(Records supplied Opens)
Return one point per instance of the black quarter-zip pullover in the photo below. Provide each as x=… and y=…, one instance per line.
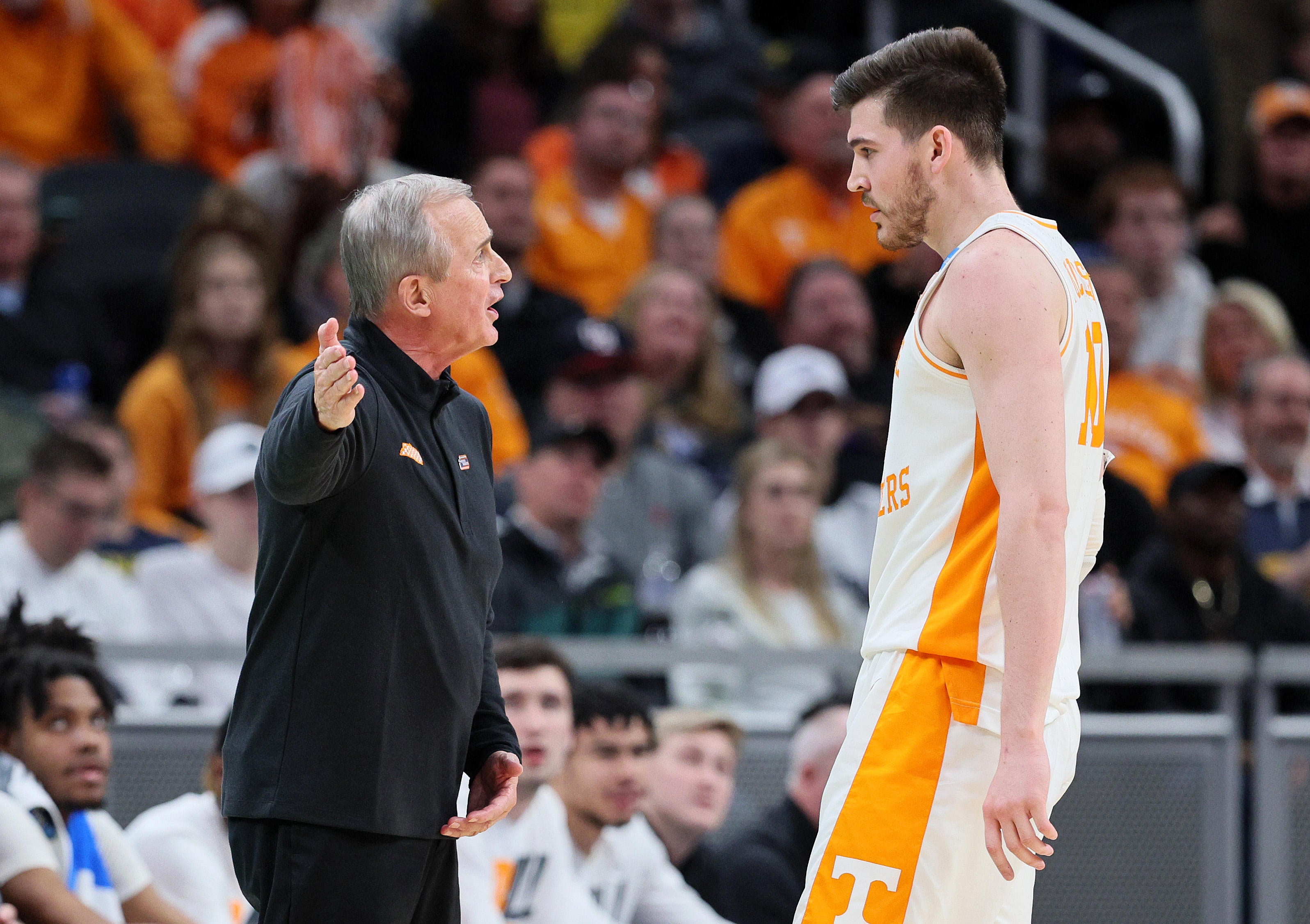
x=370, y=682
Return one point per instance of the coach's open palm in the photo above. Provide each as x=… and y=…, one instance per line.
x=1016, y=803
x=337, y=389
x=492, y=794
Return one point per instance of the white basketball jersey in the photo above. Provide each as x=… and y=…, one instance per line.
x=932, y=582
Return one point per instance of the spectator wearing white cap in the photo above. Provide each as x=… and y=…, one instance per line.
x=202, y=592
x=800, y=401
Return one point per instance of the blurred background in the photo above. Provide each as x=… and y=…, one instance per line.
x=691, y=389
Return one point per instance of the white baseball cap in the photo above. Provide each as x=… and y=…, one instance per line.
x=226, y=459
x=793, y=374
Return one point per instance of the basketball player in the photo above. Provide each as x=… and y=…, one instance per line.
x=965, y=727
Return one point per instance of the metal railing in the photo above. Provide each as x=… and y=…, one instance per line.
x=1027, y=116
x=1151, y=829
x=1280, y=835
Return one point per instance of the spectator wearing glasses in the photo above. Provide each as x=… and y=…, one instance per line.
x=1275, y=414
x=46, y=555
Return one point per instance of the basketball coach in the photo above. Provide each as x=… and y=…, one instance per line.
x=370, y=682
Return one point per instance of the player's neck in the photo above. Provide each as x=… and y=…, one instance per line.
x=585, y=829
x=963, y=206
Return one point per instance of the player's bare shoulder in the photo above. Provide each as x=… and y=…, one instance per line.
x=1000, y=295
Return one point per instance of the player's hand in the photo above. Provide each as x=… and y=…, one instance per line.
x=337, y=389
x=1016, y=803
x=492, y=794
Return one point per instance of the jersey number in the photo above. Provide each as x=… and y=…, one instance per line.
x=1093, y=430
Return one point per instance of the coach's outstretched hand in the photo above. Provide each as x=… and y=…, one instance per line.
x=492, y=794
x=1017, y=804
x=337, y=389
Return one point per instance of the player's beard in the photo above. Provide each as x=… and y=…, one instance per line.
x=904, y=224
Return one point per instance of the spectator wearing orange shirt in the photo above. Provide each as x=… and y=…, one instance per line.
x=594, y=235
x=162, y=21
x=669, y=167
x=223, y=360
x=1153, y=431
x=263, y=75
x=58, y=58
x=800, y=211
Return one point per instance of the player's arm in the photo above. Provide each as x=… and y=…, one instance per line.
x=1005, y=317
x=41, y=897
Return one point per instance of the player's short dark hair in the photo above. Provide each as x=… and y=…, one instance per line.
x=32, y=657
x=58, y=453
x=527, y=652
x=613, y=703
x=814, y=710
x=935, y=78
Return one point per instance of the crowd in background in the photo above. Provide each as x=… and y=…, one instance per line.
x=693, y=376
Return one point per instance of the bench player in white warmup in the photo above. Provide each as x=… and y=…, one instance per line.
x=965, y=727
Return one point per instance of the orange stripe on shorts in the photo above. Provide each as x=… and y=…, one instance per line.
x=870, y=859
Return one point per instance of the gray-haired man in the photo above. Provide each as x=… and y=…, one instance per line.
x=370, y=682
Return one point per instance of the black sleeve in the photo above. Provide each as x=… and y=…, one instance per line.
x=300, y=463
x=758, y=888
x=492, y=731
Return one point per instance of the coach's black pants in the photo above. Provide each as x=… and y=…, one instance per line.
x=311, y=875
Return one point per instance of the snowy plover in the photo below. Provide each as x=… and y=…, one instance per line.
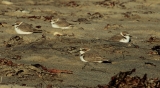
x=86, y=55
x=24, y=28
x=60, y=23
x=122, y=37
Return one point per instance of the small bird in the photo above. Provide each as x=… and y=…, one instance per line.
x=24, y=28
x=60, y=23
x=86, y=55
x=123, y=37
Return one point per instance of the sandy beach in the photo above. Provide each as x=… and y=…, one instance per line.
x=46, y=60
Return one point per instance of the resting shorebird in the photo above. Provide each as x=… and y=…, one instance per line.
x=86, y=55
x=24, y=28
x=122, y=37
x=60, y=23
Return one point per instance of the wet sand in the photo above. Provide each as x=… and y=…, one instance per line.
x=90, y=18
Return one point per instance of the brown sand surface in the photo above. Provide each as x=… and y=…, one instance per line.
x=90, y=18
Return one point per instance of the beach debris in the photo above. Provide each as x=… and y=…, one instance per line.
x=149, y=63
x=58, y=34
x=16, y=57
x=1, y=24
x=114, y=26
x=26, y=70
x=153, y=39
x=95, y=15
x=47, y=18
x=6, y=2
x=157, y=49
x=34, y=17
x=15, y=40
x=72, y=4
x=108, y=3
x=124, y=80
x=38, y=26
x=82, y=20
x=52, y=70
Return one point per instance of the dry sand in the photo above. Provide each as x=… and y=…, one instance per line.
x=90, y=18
(Records supplied Closes)
§ Activity
Output a verbatim copy of the entries and skip the pictures.

§ Answer section
Return one point per instance of the black quarter-zip pullover in the photo below. Provide each as x=… and y=…, one instance per line.
x=370, y=682
Return one point per instance of the coach's open palm in the photo above. Provide each as x=… and y=…, one instance per line.
x=1016, y=803
x=337, y=389
x=492, y=794
Return one point per instance of the white basketball jersey in the photo above. Provide each as x=… and y=…, one instance per line.
x=932, y=582
Return one point per instance of the spectator wearing white cap in the photo above. Provide each as x=… and y=…, one instance per line.
x=202, y=592
x=800, y=401
Return one point per instance of the blurred background in the photo above. Provide each as x=… and y=…, one instance per line.
x=691, y=389
Return one point per instance of the white baseball cap in the photo above. Provide each as x=… and y=…, one instance per line.
x=226, y=459
x=793, y=374
Return one point per instance of the basketball player in the photo above. Provide each as x=… and y=…, one instance per line.
x=965, y=727
Return one point per instance of the metal railing in the photo above. Provide each as x=… and y=…, one instance per line.
x=1027, y=116
x=1151, y=829
x=1280, y=835
Return one point per instance of the spectator wearing glasses in the photo above. Provide each as x=… and y=…, one instance per line.
x=1275, y=414
x=46, y=555
Return one point per instance of the basketball coach in the photo above. Provide each as x=… and y=…, one instance per line.
x=370, y=682
Return one point per instance of the player's neck in the photo above. Provide each as x=… and y=…, one instance per line.
x=585, y=829
x=963, y=206
Return one point per instance of the player's bare shoulder in the photo above. Provide each as x=… and y=…, one instance per line.
x=1000, y=295
Return one point per instance of the player's hand in the photo above. Provide each as x=… and y=…, one instance per line.
x=337, y=389
x=1016, y=803
x=492, y=794
Return one point per instance of the jersey number in the photo above. Provide each as x=… and y=…, one instance per line.
x=1093, y=430
Return one point per instance of the coach's outstretched hand in the photo above. Provide each as x=… and y=…, one instance per line.
x=492, y=794
x=1017, y=804
x=337, y=389
Return one point per instance of the player's beard in the photo above. Provide each as x=… and y=…, one instance per line.
x=904, y=224
Return one point per instance of the spectator wearing orange shirt in the photo above. Provide each as x=… and y=…, one instance per line.
x=594, y=235
x=162, y=21
x=669, y=167
x=223, y=360
x=1153, y=431
x=263, y=75
x=58, y=58
x=800, y=211
Return one point per instance of the player's arm in the photo above. Provide each as x=… and y=…, one instance per line.
x=1005, y=317
x=41, y=897
Return one point per instance of the player's short dark hair in the photo above. Provide each as x=… and y=…, one instance per line.
x=32, y=657
x=58, y=453
x=527, y=652
x=613, y=703
x=814, y=710
x=935, y=78
Return one point per instance of the crowd in background in the photo above. Provide each as x=… and y=…, one instance per line.
x=693, y=376
Return one point per instance of the bench player in white warmup in the photo above. Provide each as x=… and y=…, one instance per line.
x=965, y=727
Return one point per instance of the orange stripe on shorts in the photo above. Provide each as x=… and y=…, one instance per line.
x=870, y=859
Return one point per instance of the gray-haired man in the photo above. Provide each as x=… and y=…, one instance per line.
x=370, y=682
Return one point per instance of the black sleeve in the photo above. Provide each as x=… and y=…, one instance per line.
x=300, y=463
x=758, y=888
x=492, y=731
Return one point per instance of the coach's black pants in the photo above. Provide each as x=… and y=…, one instance per line.
x=311, y=875
Return one point per instance of the snowy plover in the photo below. Provide each as x=… and y=…, one instance per line.
x=86, y=55
x=24, y=28
x=60, y=23
x=122, y=37
Return one point per instance of the small bird in the photo above. Provide each as x=… and y=…, one instance per line.
x=24, y=28
x=60, y=23
x=86, y=55
x=123, y=37
Return one point per instance of the sandy beach in the photo above. Provide each as x=… and y=…, one instance per line.
x=46, y=60
Return one point per instance of the resting shorebird in the photo above. Provide each as x=… and y=…, one instance per line.
x=86, y=55
x=24, y=28
x=122, y=37
x=60, y=23
Return one point per instance of the wet sand in the photo above. Provide each as x=… and y=…, one instance per line.
x=90, y=18
Return one point per instance of the brown sand surface in the photo above. Provide each as x=… and y=…, one instance per line.
x=90, y=18
Return one point per instance of the beach debris in the photo above. Provide each as x=… and y=…, one instance per line.
x=149, y=63
x=58, y=34
x=16, y=57
x=1, y=24
x=114, y=26
x=26, y=70
x=153, y=39
x=95, y=15
x=47, y=18
x=6, y=2
x=157, y=49
x=34, y=17
x=15, y=40
x=72, y=4
x=108, y=3
x=124, y=80
x=38, y=26
x=82, y=20
x=52, y=70
Return one point per instance of the dry sand in the photo above. Provide each as x=… and y=…, one instance per line.
x=90, y=18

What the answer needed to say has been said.